Exercise directions:
Rescale the lines from the one containing "Task: place one point on each instance of the blue vest" through the end of the rows below. Copy them out again with the requests included, multiply every point coordinate in the answers by 0.9 and round to whole numbers with halves rounded up, leaving out the pictures and any other lines.

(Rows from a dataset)
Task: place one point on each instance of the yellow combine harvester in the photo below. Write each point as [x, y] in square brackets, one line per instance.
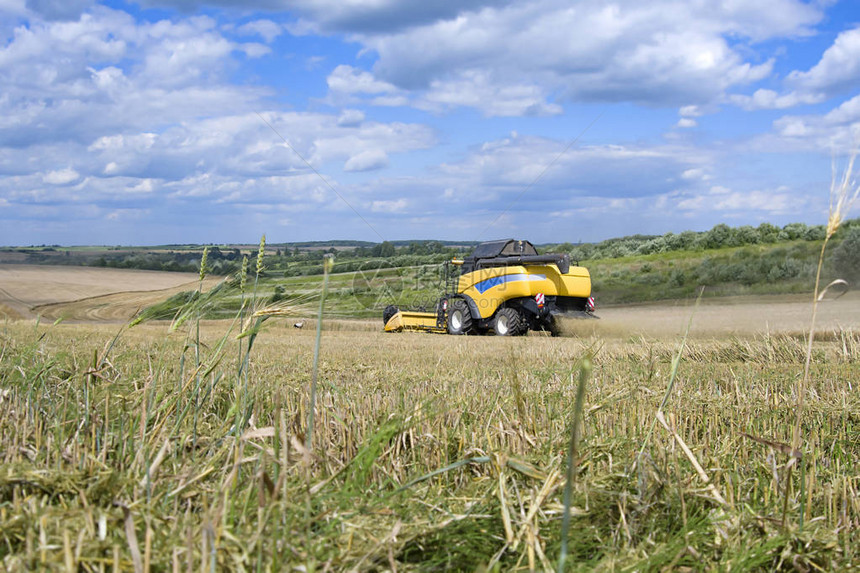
[504, 287]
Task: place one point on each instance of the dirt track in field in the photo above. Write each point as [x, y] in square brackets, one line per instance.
[86, 294]
[738, 316]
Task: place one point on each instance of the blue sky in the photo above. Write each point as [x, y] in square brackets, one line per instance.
[197, 121]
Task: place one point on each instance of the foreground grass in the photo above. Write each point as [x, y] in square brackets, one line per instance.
[128, 455]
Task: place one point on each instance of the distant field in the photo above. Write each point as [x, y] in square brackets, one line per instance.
[84, 293]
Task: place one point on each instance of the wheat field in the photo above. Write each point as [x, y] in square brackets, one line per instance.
[141, 450]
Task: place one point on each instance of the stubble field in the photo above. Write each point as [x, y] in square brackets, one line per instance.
[142, 449]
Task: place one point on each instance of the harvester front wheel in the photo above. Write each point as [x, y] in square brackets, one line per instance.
[509, 322]
[459, 317]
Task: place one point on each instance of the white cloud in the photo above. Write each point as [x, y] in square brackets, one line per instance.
[838, 130]
[837, 71]
[367, 161]
[724, 201]
[769, 99]
[348, 80]
[396, 206]
[350, 118]
[656, 53]
[264, 28]
[61, 176]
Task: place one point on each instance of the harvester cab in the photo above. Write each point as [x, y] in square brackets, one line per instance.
[504, 287]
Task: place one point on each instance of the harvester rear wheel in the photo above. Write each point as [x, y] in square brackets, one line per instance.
[509, 322]
[459, 317]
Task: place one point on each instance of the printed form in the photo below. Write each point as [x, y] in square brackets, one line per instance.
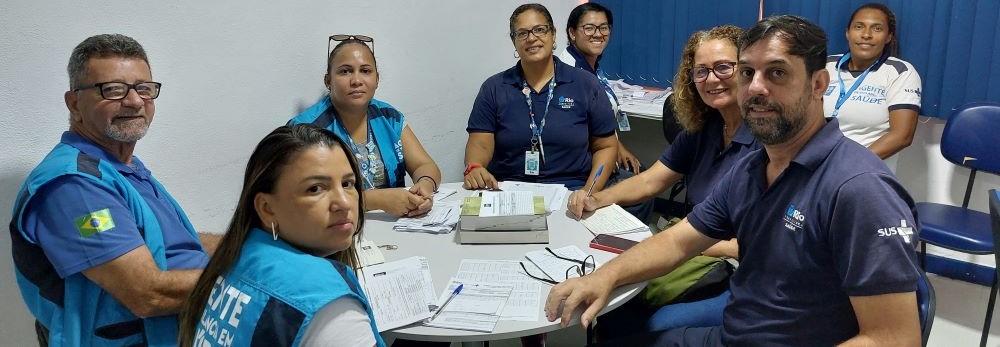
[524, 302]
[494, 204]
[477, 308]
[400, 292]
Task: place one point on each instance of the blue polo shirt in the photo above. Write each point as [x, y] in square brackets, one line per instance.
[701, 157]
[579, 110]
[49, 218]
[834, 224]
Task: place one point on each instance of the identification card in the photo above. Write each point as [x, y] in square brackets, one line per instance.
[532, 162]
[623, 124]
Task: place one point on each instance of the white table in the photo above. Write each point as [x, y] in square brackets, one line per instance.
[444, 253]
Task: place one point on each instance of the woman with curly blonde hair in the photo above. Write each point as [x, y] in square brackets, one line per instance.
[712, 141]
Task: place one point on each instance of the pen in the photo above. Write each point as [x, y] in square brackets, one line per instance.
[452, 297]
[596, 175]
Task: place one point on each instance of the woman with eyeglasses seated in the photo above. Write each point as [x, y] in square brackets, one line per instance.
[283, 273]
[874, 95]
[541, 120]
[713, 141]
[589, 29]
[376, 132]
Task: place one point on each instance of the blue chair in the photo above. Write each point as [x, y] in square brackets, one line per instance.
[969, 140]
[926, 304]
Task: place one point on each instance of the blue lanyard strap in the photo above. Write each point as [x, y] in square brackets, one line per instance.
[536, 130]
[844, 94]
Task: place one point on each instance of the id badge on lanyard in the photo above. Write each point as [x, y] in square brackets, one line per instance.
[534, 158]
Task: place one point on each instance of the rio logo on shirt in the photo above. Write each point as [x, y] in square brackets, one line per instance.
[221, 316]
[793, 218]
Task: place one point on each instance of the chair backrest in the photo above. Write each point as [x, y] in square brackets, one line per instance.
[669, 122]
[926, 305]
[969, 137]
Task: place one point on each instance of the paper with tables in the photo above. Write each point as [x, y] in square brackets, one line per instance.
[554, 194]
[612, 220]
[524, 298]
[477, 307]
[555, 268]
[400, 292]
[440, 220]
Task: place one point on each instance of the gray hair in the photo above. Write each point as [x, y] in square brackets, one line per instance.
[101, 46]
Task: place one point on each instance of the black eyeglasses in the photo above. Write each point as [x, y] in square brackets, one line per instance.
[538, 31]
[591, 29]
[581, 268]
[119, 90]
[366, 39]
[721, 70]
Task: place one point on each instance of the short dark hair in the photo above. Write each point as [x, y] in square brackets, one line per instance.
[101, 46]
[524, 8]
[804, 39]
[890, 18]
[579, 11]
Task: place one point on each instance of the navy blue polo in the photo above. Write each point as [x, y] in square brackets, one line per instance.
[701, 157]
[834, 224]
[50, 218]
[579, 110]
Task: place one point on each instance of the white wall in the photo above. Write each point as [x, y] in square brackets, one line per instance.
[232, 72]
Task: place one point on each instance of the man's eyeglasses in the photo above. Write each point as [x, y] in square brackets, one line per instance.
[538, 31]
[721, 70]
[591, 29]
[119, 90]
[338, 38]
[580, 268]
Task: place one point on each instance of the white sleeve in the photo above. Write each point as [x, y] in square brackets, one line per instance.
[342, 322]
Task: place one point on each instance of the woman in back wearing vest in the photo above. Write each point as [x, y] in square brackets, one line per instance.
[282, 274]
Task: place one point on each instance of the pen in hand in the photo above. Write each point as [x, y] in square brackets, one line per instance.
[446, 302]
[597, 175]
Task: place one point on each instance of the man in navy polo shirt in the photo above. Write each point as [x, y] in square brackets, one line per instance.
[103, 255]
[826, 233]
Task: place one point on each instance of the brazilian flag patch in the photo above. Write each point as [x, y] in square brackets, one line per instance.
[95, 222]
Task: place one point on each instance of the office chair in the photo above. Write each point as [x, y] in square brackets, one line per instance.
[926, 304]
[969, 140]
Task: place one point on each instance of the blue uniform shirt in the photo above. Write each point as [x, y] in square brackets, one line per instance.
[579, 110]
[50, 218]
[834, 224]
[701, 158]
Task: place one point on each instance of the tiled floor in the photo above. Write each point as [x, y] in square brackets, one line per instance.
[961, 307]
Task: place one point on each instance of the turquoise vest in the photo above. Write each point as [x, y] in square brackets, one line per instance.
[76, 311]
[387, 126]
[271, 294]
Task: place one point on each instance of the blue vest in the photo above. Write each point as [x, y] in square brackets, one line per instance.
[76, 311]
[387, 126]
[270, 295]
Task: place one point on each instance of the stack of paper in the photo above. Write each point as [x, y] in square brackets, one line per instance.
[440, 220]
[477, 307]
[400, 292]
[555, 268]
[612, 219]
[554, 194]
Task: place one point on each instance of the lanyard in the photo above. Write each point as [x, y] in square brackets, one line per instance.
[368, 166]
[536, 130]
[844, 94]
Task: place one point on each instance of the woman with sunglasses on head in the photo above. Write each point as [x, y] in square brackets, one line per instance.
[376, 132]
[874, 95]
[541, 120]
[589, 29]
[713, 139]
[283, 273]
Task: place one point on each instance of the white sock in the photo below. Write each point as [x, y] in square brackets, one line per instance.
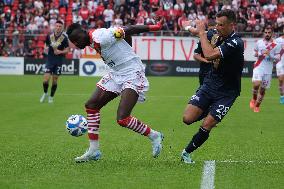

Final answer:
Task: place one point on each instance of the blue vest in the photo above. Write each point as [x, y] in square brackets, one line per instance.
[68, 280]
[348, 113]
[243, 266]
Task: place one point on each instance of the stack of paper in the photo above. Write each point as [x, y] in square brackets, one line per instance.
[396, 198]
[429, 276]
[360, 263]
[500, 241]
[551, 197]
[499, 175]
Task: place one point on each instance of the lanyard in the photo above. Write each point as [x, y] in square brackets, one line per instance.
[331, 149]
[482, 117]
[760, 85]
Task: place one point on each instance of the woman with sunglasses on head in the photo above. Write each point as [x, y] in square brackets, one line per instance.
[338, 119]
[787, 86]
[487, 108]
[530, 26]
[642, 125]
[255, 246]
Task: place one point on each instance of the white sock in the photo below. Write each point as [x, y] in square brackets, one line per instance.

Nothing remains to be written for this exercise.